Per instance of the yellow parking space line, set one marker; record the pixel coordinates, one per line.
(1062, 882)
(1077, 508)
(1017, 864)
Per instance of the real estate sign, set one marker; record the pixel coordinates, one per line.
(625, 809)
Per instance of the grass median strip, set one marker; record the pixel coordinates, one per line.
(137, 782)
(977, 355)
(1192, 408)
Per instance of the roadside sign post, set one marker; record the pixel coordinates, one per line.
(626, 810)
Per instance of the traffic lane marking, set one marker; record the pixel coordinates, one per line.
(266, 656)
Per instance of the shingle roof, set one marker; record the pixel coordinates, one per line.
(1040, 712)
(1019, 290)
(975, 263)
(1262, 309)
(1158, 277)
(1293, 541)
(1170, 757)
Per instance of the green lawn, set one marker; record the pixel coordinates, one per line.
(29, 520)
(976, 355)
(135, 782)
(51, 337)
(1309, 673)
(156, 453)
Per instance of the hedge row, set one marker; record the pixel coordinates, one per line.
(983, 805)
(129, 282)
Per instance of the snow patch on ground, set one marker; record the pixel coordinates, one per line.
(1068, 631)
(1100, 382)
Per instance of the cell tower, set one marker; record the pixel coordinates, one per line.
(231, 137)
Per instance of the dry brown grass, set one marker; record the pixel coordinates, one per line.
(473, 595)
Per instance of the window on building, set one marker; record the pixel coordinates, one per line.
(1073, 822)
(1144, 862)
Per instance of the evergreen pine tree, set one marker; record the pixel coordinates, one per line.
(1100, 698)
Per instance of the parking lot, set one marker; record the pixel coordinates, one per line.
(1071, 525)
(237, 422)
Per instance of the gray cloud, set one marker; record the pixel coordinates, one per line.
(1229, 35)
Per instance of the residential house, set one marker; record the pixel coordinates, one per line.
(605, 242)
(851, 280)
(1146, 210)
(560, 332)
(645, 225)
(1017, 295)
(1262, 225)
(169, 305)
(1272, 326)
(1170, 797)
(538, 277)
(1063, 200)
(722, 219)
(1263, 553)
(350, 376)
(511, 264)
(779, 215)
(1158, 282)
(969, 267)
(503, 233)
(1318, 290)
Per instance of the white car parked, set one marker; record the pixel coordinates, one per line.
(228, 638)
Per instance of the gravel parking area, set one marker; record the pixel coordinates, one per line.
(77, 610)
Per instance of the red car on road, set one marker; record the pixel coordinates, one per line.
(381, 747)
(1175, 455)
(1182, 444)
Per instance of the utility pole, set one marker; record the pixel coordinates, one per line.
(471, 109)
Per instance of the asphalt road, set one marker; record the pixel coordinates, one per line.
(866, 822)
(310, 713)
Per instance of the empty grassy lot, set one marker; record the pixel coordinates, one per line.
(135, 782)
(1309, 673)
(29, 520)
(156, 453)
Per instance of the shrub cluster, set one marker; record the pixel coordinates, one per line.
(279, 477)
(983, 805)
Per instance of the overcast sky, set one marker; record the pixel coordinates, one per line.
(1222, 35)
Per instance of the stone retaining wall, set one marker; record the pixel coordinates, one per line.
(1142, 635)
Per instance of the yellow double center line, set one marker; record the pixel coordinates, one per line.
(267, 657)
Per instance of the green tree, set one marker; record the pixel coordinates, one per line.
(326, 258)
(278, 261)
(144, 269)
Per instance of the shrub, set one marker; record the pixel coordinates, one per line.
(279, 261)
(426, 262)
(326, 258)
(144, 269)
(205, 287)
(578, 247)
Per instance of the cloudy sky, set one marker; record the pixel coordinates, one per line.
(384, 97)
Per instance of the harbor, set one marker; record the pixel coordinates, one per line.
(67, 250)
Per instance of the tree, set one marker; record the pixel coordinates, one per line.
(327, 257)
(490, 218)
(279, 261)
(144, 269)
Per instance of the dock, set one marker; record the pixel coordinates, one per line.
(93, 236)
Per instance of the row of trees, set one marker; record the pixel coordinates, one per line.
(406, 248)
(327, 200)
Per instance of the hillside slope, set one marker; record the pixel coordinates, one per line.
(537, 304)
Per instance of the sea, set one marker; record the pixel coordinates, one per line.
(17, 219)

::::

Task statement: Print all of the data exactly as it stands above.

Task result:
Per instance of the yellow parking space line, set one marker; record the pixel coordinates, one per line.
(1062, 882)
(1077, 508)
(1017, 864)
Per instance of the real estate sign, set one marker; record the pixel coordinates, one per line.
(625, 809)
Per instance of the grass median strip, set one marker; record the pixel coordinates, one per line.
(137, 782)
(977, 355)
(1192, 408)
Per instance of the roadside sign post, set one marker; record the pixel coordinates, one per line.
(626, 810)
Per instance of the traffic lane marking, set one marker; record the pixel coordinates, one per line.
(266, 656)
Per instance of the shingle roof, set one marker; record the pixel coordinates, one per line.
(1040, 712)
(1019, 290)
(975, 263)
(1262, 309)
(1158, 277)
(1293, 541)
(1170, 757)
Per instance of the green lawn, set one marker; record the pixel coordinates, one per line.
(29, 520)
(976, 355)
(135, 782)
(51, 337)
(1309, 673)
(156, 453)
Per instance of the hedge row, set one marker; record the pixel coordinates, one per line.
(983, 805)
(129, 282)
Per instance of the snow patch on ground, set one marker; record the pixel coordinates, one per line.
(1068, 631)
(1100, 382)
Per instance of the cell tower, set one marker; record the pixel coordinates, one per line.
(231, 137)
Per instance of the dry brown grass, set one marker; record the pixel coordinates, one per line.
(473, 595)
Per instance of the window on building, set one marker; record the pixel coordinates, one per line.
(1073, 822)
(1144, 862)
Per instance of the evergreen pine tree, set one marker; record the pixel coordinates, one per line.
(1100, 698)
Per instance of the parking lot, set one marker; record the pixel coordinates, one per line.
(1071, 525)
(237, 422)
Per instance of the gray cloud, set one marker; record the pixel coordinates, one per line.
(1229, 35)
Per instance of the residential house, set one marker; record the pixel coordinates, one per line.
(605, 242)
(851, 280)
(1146, 210)
(560, 332)
(645, 225)
(1017, 295)
(1262, 225)
(169, 305)
(1272, 326)
(1170, 797)
(538, 277)
(1063, 200)
(722, 219)
(1263, 553)
(350, 376)
(511, 264)
(779, 215)
(1158, 282)
(969, 267)
(503, 233)
(1318, 290)
Per instance of the white car parked, set one marker; record the pixel coordinates, one per line.
(228, 638)
Per instance of the gravel parking area, set one marker; record the pixel coordinates, one per line.
(77, 610)
Per instance of the red car on road, set one marker; record the pixel coordinates, one per line.
(381, 747)
(1175, 455)
(1182, 444)
Per instance of the utility pole, set one marker; record the pixel coordinates, one per line.
(471, 109)
Per instance of the asphalt road, set one marker; record the pixel coordinates, one per line.
(866, 822)
(310, 713)
Per instance of the empty grassy lot, set one marker; record the pixel coordinates, one per line.
(135, 782)
(1309, 673)
(29, 520)
(156, 453)
Per instance of the shrub cluster, set one marker; record the pixel coordinates, one per line.
(279, 477)
(983, 805)
Per instance of the overcast sky, set one marker; record the pixel coordinates, one per line.
(1222, 35)
Per instance of the stone retaining wall, set one marker; record the pixel coordinates, one per line.
(1142, 635)
Per instance of the yellow double center line, set one marker; record the pixel coordinates, one per line.
(267, 657)
Per instance of the green tree, set one marker; record the pixel coordinates, one per line.
(326, 258)
(278, 261)
(144, 269)
Per instance of the shrub, set one marker; record the pixel coordinates, one per line.
(279, 261)
(426, 262)
(326, 258)
(144, 269)
(205, 287)
(578, 247)
Per instance of the cloudy sky, set one marker; record the pixel coordinates, one per line.
(384, 97)
Per instance of the harbor, set one marker; record the pixel coordinates, one per line.
(67, 250)
Per instance of the tree, set one marker; record the pixel coordinates, one per line.
(327, 257)
(490, 218)
(279, 261)
(144, 269)
Per instance of the dock, set one marker; record the pixel coordinates, one per line.
(93, 236)
Per instance of the row of trees, set one marker; record the pixel coordinates, one per line.
(406, 248)
(327, 200)
Per instance of the hillside slope, set one marker; record the pixel coordinates, one per line.
(537, 304)
Per instance of the sea, set one marker; record the pixel coordinates, one per line.
(17, 219)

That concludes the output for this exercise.